### Items
━━━━━━━━━━━━━━━━
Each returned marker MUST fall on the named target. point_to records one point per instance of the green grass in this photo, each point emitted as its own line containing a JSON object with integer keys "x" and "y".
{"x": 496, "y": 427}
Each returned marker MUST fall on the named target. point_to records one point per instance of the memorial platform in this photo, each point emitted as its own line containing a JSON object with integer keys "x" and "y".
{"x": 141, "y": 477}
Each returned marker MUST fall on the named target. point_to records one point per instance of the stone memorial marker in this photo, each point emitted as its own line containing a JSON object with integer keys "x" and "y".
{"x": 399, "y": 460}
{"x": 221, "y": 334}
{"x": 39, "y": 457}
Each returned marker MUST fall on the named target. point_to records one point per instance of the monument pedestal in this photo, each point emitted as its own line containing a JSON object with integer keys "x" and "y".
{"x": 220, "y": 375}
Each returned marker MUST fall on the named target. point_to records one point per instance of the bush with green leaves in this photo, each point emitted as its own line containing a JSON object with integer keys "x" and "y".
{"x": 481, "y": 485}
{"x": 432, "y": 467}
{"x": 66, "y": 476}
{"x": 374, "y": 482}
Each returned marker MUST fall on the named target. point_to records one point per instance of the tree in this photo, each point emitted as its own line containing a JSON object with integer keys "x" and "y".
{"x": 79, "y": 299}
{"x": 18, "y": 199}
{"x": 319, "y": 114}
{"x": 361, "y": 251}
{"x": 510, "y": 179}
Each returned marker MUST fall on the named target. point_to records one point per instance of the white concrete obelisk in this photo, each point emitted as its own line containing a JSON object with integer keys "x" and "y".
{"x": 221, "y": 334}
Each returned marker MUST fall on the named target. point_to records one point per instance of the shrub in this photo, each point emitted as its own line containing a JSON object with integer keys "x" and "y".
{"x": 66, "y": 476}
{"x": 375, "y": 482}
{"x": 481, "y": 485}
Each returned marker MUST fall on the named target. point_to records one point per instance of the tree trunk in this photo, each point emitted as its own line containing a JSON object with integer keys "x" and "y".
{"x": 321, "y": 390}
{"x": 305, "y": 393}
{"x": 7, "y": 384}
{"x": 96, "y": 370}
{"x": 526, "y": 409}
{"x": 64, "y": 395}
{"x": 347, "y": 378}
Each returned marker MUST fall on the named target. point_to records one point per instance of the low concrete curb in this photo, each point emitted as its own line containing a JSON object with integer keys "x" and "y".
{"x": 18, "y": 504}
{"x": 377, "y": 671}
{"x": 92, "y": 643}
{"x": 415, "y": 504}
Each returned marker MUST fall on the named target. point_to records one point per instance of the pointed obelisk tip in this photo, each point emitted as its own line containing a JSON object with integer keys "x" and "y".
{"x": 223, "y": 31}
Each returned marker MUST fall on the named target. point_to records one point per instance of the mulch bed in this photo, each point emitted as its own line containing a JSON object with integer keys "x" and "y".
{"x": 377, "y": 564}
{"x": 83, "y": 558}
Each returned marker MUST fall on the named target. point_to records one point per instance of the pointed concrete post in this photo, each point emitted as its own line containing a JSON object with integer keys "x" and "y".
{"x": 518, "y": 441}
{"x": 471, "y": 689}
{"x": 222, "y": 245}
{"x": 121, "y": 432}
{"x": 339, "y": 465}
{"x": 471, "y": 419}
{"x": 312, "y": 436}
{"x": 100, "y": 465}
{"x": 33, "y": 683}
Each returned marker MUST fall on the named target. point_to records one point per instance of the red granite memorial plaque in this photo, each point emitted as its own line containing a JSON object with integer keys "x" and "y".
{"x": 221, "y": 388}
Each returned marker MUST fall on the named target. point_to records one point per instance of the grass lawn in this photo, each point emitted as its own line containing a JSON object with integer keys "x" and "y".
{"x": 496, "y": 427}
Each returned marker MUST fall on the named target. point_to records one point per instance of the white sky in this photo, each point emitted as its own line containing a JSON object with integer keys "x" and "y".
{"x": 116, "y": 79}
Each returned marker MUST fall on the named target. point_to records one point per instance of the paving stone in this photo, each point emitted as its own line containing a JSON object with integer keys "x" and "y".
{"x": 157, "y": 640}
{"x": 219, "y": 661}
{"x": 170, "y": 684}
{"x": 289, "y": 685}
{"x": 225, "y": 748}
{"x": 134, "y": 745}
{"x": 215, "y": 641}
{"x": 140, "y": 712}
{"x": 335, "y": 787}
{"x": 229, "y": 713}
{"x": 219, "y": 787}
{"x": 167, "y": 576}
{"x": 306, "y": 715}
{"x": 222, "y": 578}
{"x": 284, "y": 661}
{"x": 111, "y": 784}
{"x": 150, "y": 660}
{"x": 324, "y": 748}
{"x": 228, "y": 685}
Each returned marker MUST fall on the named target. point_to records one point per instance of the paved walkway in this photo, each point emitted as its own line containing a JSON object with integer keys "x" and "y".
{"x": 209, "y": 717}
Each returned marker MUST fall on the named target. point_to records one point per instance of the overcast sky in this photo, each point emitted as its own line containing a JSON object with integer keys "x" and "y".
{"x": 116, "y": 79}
━━━━━━━━━━━━━━━━
### What to do
Extract every line of the data above and reproduce each one verbatim, in its original order.

### Completed exercise
Each returned marker MUST fall on the named target. point_to records one point per instance of the green grass in this photo, each point emitted as its own line containing a JSON object with integer keys "x" and "y".
{"x": 496, "y": 427}
Each returned marker MUST fall on the named target. point_to records one point per instance of the memorial platform in this photo, each point emitted as its own line containing a JSON object with integer keys "x" and "y".
{"x": 141, "y": 477}
Each returned marker MUST fall on the named target. point_to records one point per instance of the stone memorial marker in this photo, each point emitted as its own line containing a JSON object with integer keys "x" and "y".
{"x": 399, "y": 460}
{"x": 221, "y": 334}
{"x": 39, "y": 457}
Each returned marker MUST fall on the named target. point_to records one point per instance of the monument pedestal in this photo, each point emitted as its own line containing a JSON object with integer keys "x" and "y".
{"x": 220, "y": 375}
Each returned marker MUST fall on the named target. point_to records one point per instance of the bush with green leaves in this photo, each point emitted as its own line containing a JSON object with integer keys "x" and "y".
{"x": 481, "y": 485}
{"x": 432, "y": 467}
{"x": 66, "y": 476}
{"x": 374, "y": 482}
Each returned marker MUST fall on the named target. point_to records one point per instance of the tree in this photo, each point emitted as its own line containing a JSON object with integer keys "x" and "y".
{"x": 79, "y": 299}
{"x": 18, "y": 199}
{"x": 319, "y": 114}
{"x": 361, "y": 251}
{"x": 510, "y": 179}
Each returned marker MUST fall on the named target. point_to records one point per instance of the white concrete obelisk in this photo, each point emitted as its own line containing a JSON object with integer keys "x" and "y".
{"x": 221, "y": 334}
Each returned marker MUST fall on the named target. point_to records one point per instance of the shrub in this photo, each point emitted as its own line containing a JSON object with integer keys "x" and "y".
{"x": 66, "y": 476}
{"x": 375, "y": 482}
{"x": 481, "y": 485}
Each returned marker MUST fall on the named target. point_to records one point per instance of the tree trunk in this photo, each point emitted as its own line containing a JSON object with integer keys "x" and "y".
{"x": 321, "y": 390}
{"x": 305, "y": 393}
{"x": 7, "y": 384}
{"x": 96, "y": 370}
{"x": 526, "y": 409}
{"x": 64, "y": 395}
{"x": 347, "y": 378}
Each returned marker MUST fall on the named target. point_to records one point per instance of the low concrete curb in this photo, each point emitted as its own line containing a JSON object with integer keys "x" and "y".
{"x": 18, "y": 504}
{"x": 377, "y": 671}
{"x": 92, "y": 643}
{"x": 415, "y": 504}
Each returned marker MUST fall on the named target. point_to records one point per instance of the pointed obelisk tip in this photo, each point emitted as its own line containing a JSON object with integer keys "x" and "y".
{"x": 223, "y": 31}
Each returned marker MUST fall on the named target. point_to records one point per instance of the mulch bed in this photo, each point emitted as its own line containing a JSON object with integer keys "x" and "y".
{"x": 377, "y": 564}
{"x": 83, "y": 558}
Each returned marker MUST fall on the named target. point_to records one point per instance of the pointed concrete post in this photo, each point emitted as its own line containing a JSON object with integer keys "x" and "y".
{"x": 518, "y": 441}
{"x": 471, "y": 689}
{"x": 222, "y": 245}
{"x": 121, "y": 432}
{"x": 339, "y": 465}
{"x": 471, "y": 419}
{"x": 312, "y": 436}
{"x": 100, "y": 465}
{"x": 33, "y": 683}
Each returned marker MUST fall on the named target. point_to records one point per instance of the red granite memorial plaque in this photo, each point emitted as its own line containing a JSON object with integer keys "x" and "y".
{"x": 221, "y": 388}
Each returned marker MUST fall on the named target. point_to records one point per instance of the grass lawn in this photo, each point emitted as its own line containing a JSON object with integer keys "x" and "y".
{"x": 496, "y": 427}
Each returned marker MUST fall on the named target. point_to records one point per instance of the white sky in this photo, each point emitted as its own line containing a JSON object with integer keys "x" and "y".
{"x": 116, "y": 79}
Each returned marker MUST fall on the named target. point_to records one point per instance of the paving stone in this photo, each point emitted as its own line containing a JSON object with integer keys "x" and "y".
{"x": 157, "y": 640}
{"x": 219, "y": 661}
{"x": 170, "y": 684}
{"x": 289, "y": 685}
{"x": 225, "y": 748}
{"x": 134, "y": 745}
{"x": 215, "y": 641}
{"x": 140, "y": 712}
{"x": 335, "y": 787}
{"x": 229, "y": 713}
{"x": 219, "y": 787}
{"x": 167, "y": 576}
{"x": 306, "y": 715}
{"x": 222, "y": 578}
{"x": 284, "y": 661}
{"x": 111, "y": 784}
{"x": 150, "y": 660}
{"x": 324, "y": 748}
{"x": 228, "y": 685}
Each returned marker MUST fall on the named target. point_to records one point per instance of the paved walkway in this photo, each point emitted as its own line containing a JSON object with integer keys "x" and "y".
{"x": 209, "y": 717}
Each returned marker MUST fall on the named target. point_to records one point per instance of the overcast sky in this photo, each point emitted as its own line containing a JSON object with integer keys "x" and "y".
{"x": 116, "y": 79}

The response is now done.